DIRECTIONS FOR THIS TASK:
Reproduce the election comment thread below verbatim, between "2) The Supreme" and "that Romney would.", inclusive.

TEXT PASSAGE:
##############################
7 Comments | Post Comment
David might be more left leaning that I, but I greatly respect his position and admire him for looking at the real Obama record instead of the propoganda. We both know there are more similarities between Mittens and BHO than they would let on. This election is different from all others. No one really likes either candidate, they just hate the other one. But David and I are the same in the sense that just because one candidate is worse, that dosen't mean the other one has earned our vote. Because of Davids leftist tendancies, I would encourage him to vote for Jill Stein. I, on the other hand, will vote for Gary Johnson.
Comment: #1
Posted by: Chris McCoy
Fri Oct 26, 2012 9:30 AM
David, I totally understand where you are coming from, having had many of the same thoughts as you over the last 4 years, and I agree with much of what you write.

However, you are missing a few key points that I think makes this "impossible choice" at least a little simpler:

1) You say you believe that, with a Romney presidency, suddenly this massive organized opposition will rise up to thwart him. Really? Where was this organized opposition during the Bush administration and how well did that turn out in stopping his disastrous agenda? The only example I can think of was stopping his scheme to privatize our Social Security. But look at all the other stuff that he got away with, including two wars and the "Patriot" Act!

2) The Supreme Court. If Romney gets to appoint any new, younger Corporatist justices to push this fascist court even further to the right, we can just kiss everything we care about goodbye. No matter how bad Obama has been for progressives, he would never appoint the same kind of anti-American a**holes that Romney would.
##############################
DATASET CONTENT:
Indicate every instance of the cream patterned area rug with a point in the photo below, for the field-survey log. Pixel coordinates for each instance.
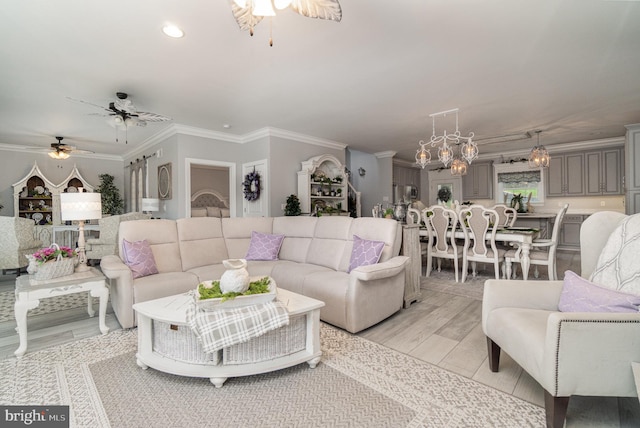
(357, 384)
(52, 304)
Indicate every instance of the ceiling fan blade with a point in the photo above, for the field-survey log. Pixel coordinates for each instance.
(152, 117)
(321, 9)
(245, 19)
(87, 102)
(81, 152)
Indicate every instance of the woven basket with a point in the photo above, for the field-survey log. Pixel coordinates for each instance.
##############################
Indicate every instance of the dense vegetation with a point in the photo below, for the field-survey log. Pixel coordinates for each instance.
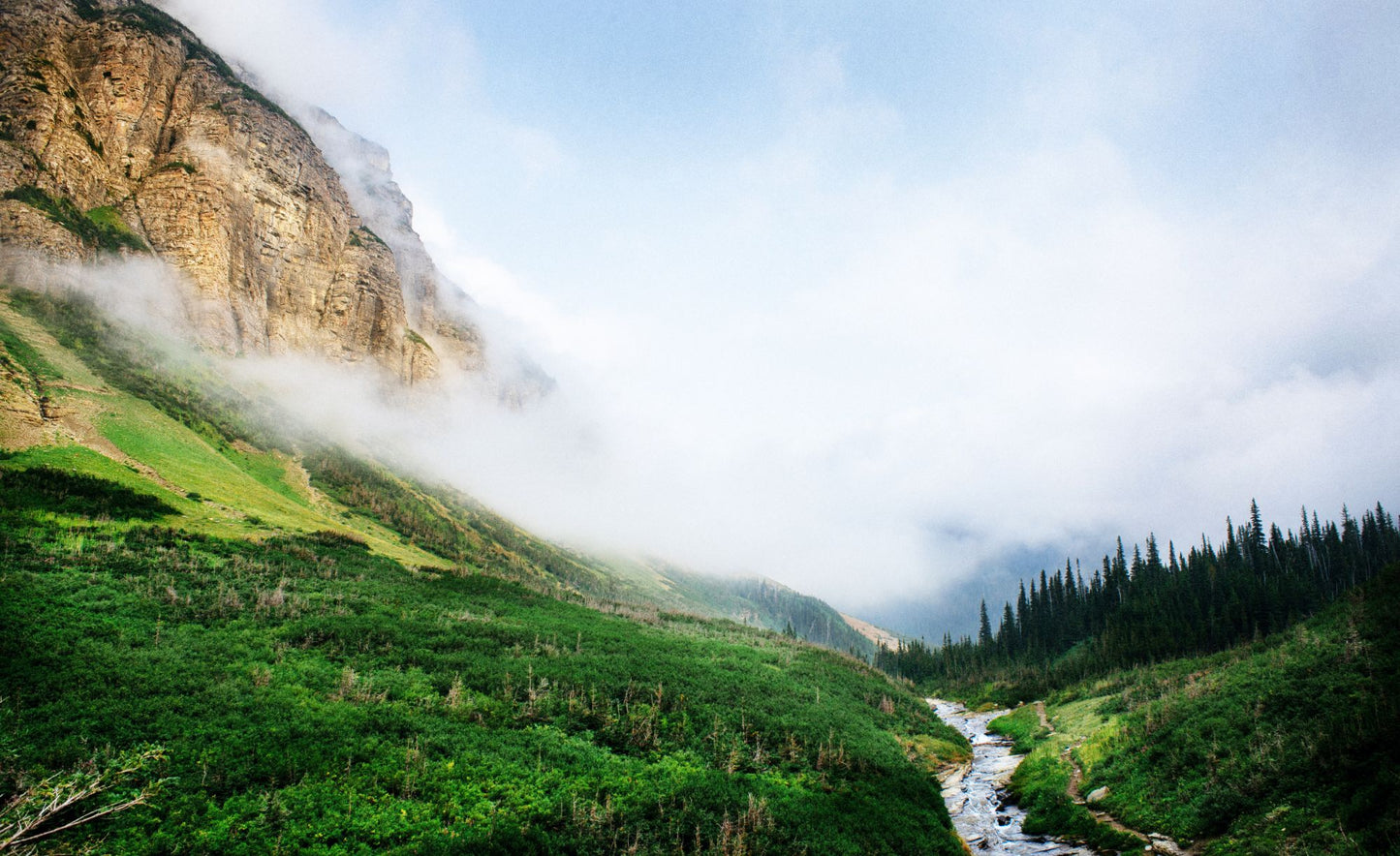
##############################
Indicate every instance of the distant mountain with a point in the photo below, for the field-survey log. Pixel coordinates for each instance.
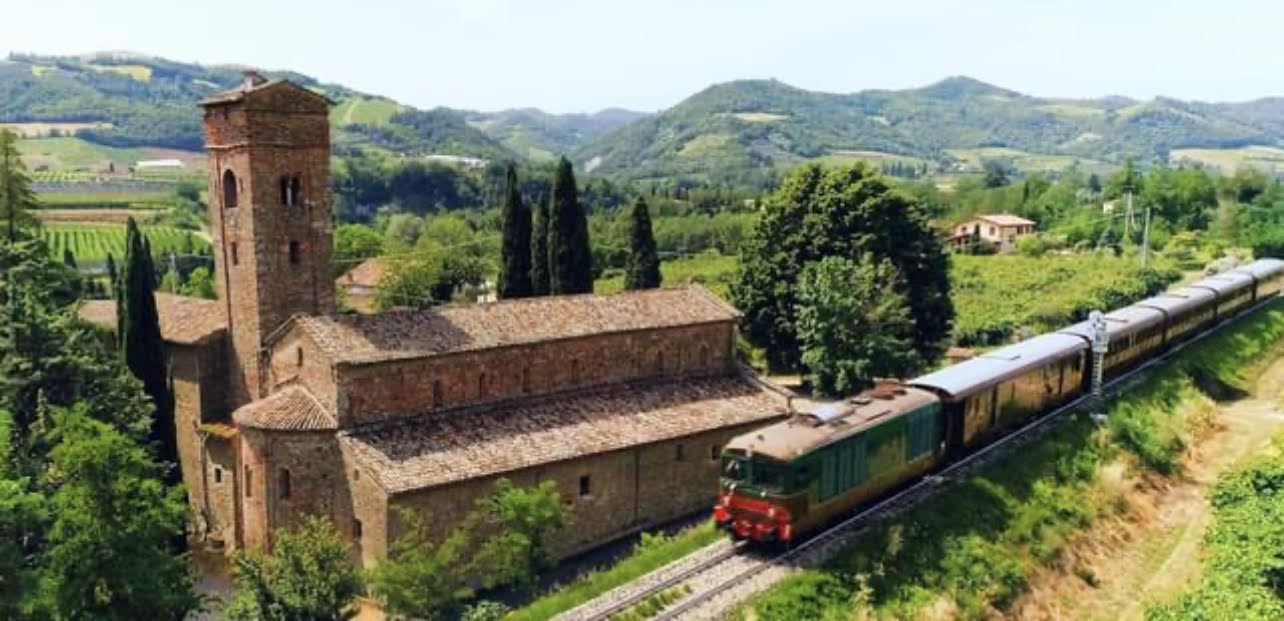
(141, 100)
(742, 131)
##############################
EXERCISE ANSWER:
2) The Supreme Court. If Romney gets to appoint any new, younger Corporatist justices to push this fascist court even further to the right, we can just kiss everything we care about goodbye. No matter how bad Obama has been for progressives, he would never appoint the same kind of anti-American a**holes that Romney would.